WHAT THIS TASK INVOLVES >> Look for "pennant" in every line of the listing. Copy the lines that have it.

LISTED RECORDS >>
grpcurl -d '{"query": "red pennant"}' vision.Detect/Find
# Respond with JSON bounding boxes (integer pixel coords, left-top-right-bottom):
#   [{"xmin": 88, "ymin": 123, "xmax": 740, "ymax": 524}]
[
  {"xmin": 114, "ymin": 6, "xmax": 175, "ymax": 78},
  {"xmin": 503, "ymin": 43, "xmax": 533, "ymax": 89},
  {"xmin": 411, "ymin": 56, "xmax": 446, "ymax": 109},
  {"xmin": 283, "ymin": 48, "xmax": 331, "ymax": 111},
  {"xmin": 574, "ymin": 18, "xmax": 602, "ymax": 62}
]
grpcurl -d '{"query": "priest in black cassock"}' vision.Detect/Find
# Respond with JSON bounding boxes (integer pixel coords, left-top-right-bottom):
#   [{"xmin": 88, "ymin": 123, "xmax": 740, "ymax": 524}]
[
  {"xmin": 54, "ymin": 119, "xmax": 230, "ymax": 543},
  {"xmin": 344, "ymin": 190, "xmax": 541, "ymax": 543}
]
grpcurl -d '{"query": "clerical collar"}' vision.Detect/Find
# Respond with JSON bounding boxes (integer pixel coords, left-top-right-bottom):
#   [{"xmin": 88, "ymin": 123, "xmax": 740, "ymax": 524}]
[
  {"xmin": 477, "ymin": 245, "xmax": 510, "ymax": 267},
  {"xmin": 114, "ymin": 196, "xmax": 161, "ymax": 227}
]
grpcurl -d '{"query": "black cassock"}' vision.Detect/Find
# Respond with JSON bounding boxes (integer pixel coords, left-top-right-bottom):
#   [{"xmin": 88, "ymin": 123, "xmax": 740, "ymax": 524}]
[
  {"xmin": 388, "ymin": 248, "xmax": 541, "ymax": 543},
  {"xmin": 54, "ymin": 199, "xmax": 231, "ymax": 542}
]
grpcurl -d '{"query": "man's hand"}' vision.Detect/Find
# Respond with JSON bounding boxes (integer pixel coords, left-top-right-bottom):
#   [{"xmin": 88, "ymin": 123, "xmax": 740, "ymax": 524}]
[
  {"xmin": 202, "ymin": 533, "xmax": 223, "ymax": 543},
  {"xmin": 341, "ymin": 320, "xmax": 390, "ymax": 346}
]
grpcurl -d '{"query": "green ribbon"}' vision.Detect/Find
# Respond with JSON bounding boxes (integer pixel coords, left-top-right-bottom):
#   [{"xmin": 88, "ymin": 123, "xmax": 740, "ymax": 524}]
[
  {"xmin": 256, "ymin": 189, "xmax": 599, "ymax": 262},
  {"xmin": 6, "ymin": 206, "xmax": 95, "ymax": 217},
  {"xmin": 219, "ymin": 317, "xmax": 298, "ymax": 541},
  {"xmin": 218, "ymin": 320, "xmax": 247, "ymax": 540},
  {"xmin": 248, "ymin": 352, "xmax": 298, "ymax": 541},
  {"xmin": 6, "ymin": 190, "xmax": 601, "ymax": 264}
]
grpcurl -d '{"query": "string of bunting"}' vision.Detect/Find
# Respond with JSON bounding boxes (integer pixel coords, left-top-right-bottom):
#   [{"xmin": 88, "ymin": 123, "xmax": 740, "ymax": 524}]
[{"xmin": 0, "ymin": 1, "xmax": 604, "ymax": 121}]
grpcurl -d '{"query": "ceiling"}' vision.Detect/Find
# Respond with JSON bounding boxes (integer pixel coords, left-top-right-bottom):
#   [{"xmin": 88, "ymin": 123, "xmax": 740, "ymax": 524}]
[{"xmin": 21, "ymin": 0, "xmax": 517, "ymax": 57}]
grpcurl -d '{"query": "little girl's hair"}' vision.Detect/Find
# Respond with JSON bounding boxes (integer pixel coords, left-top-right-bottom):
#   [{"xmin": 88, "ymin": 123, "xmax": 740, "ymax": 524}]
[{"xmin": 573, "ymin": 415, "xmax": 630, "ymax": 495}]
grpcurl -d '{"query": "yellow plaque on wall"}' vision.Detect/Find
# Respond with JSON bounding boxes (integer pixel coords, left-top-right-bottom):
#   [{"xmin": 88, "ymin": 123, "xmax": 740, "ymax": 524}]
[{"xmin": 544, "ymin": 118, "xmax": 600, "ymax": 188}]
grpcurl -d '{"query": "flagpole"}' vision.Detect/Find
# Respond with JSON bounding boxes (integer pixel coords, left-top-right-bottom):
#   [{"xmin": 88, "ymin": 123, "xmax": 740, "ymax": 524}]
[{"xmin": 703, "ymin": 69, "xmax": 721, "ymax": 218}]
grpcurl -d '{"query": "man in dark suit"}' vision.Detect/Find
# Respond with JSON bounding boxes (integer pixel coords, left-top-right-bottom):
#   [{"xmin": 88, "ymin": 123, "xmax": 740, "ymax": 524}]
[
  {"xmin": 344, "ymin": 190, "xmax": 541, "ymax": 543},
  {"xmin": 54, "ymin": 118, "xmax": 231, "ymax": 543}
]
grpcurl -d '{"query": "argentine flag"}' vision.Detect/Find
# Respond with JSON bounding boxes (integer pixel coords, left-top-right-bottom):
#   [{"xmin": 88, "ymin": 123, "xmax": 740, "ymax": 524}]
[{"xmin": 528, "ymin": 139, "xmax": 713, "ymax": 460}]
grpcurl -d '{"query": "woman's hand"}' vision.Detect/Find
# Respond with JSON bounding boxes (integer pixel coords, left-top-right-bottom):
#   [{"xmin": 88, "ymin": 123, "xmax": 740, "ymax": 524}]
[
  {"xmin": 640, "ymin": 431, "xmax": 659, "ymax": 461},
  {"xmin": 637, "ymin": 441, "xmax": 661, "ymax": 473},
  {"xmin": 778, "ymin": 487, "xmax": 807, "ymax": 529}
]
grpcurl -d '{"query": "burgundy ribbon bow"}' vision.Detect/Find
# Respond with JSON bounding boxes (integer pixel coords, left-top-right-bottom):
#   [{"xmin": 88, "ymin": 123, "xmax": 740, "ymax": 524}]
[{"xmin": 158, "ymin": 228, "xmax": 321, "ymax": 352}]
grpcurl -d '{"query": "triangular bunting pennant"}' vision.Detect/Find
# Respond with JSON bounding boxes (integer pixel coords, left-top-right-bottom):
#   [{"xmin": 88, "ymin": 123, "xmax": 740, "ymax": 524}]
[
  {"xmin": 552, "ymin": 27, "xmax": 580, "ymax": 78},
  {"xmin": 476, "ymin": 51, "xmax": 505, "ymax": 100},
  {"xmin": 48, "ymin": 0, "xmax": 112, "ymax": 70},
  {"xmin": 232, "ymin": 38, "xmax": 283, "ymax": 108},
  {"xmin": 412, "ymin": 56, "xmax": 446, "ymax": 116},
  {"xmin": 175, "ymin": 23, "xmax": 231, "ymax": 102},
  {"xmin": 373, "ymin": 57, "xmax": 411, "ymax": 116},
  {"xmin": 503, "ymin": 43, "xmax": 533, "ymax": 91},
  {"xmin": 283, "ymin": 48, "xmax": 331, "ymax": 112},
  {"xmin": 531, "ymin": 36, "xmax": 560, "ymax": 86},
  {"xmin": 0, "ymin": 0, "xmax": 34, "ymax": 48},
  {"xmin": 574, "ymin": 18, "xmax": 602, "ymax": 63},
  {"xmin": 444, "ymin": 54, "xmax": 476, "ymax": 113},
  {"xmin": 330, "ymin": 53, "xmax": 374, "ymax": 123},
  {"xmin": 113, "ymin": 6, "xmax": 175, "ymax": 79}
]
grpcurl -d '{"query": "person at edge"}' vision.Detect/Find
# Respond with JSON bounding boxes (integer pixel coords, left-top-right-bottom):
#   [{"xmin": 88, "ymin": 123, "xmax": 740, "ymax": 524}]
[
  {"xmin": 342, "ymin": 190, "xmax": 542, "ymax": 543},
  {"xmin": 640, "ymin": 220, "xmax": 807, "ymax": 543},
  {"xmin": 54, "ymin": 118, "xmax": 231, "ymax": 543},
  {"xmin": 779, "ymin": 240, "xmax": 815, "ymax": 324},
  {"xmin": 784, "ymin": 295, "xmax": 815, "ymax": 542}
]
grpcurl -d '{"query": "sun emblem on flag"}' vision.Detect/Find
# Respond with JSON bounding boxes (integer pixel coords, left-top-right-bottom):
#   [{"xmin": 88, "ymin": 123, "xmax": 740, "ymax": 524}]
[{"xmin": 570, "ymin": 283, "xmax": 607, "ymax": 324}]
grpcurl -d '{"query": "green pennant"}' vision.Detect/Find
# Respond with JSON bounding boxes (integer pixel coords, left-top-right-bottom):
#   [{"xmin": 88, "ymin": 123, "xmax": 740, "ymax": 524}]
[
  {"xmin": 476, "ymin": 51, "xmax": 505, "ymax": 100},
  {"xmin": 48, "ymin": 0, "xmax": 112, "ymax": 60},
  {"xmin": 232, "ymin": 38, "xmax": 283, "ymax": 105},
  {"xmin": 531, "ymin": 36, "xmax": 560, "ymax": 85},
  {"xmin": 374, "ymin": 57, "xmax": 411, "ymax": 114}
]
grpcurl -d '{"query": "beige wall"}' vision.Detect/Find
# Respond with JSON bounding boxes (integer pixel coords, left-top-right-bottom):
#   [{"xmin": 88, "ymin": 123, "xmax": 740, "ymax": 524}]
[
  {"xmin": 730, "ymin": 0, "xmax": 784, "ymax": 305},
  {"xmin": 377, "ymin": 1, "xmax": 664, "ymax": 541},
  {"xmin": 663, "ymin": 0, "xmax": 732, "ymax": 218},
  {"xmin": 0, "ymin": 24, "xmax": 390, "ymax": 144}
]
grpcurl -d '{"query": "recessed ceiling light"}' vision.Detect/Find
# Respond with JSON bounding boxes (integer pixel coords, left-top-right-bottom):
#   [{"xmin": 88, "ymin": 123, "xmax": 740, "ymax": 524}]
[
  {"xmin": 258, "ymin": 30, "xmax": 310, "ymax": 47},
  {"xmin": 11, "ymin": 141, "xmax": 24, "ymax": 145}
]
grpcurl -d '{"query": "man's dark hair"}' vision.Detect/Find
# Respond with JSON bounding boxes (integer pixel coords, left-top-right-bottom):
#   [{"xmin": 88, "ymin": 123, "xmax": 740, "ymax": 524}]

WRITTEN ANSWER >>
grpcurl -d '{"query": "red pennant"}' vision.Detect/Find
grpcurl -d '{"query": "triangular bunting pennant"}' vision.Detect/Find
grpcurl -d '{"query": "green pennant"}' vision.Detect/Find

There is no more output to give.